# [Do this]
Reproduce the rows below with "navy" replaced by "charcoal" and every other line left unchanged. Omit the pictures from your answer.

## begin Dataset excerpts

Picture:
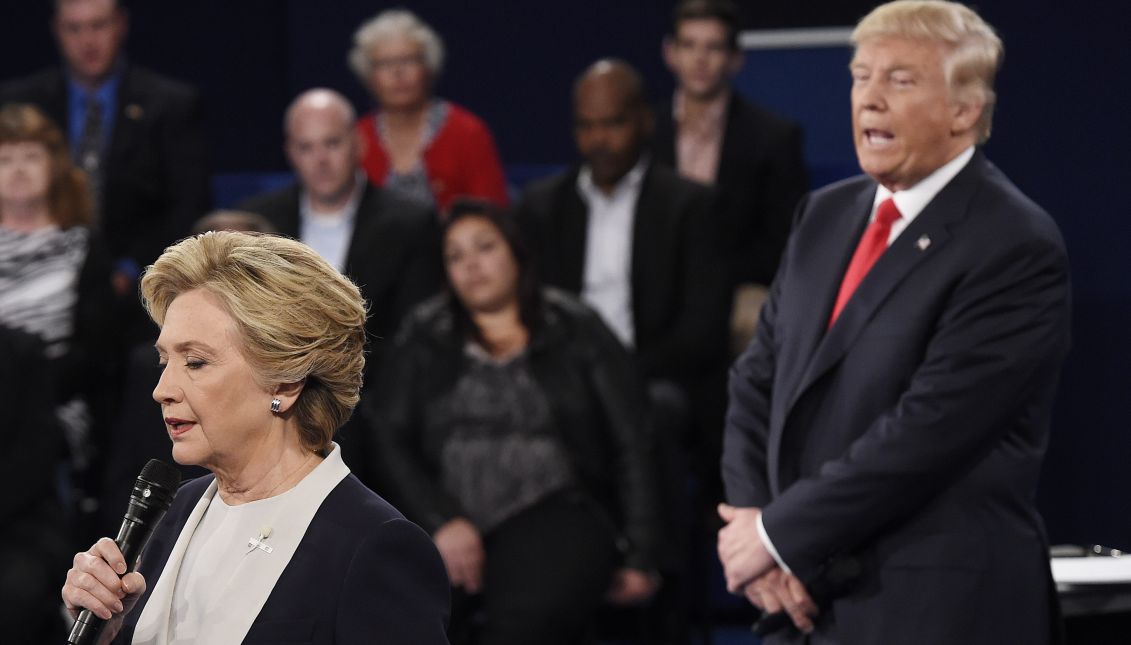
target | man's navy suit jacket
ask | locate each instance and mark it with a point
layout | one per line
(362, 574)
(909, 433)
(156, 179)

## end Dataset excerpts

# [Answer to this problem]
Picture:
target | man's charcoal suit jacket
ask | locate each instance and mark it with a point
layout | one per line
(362, 574)
(909, 433)
(156, 179)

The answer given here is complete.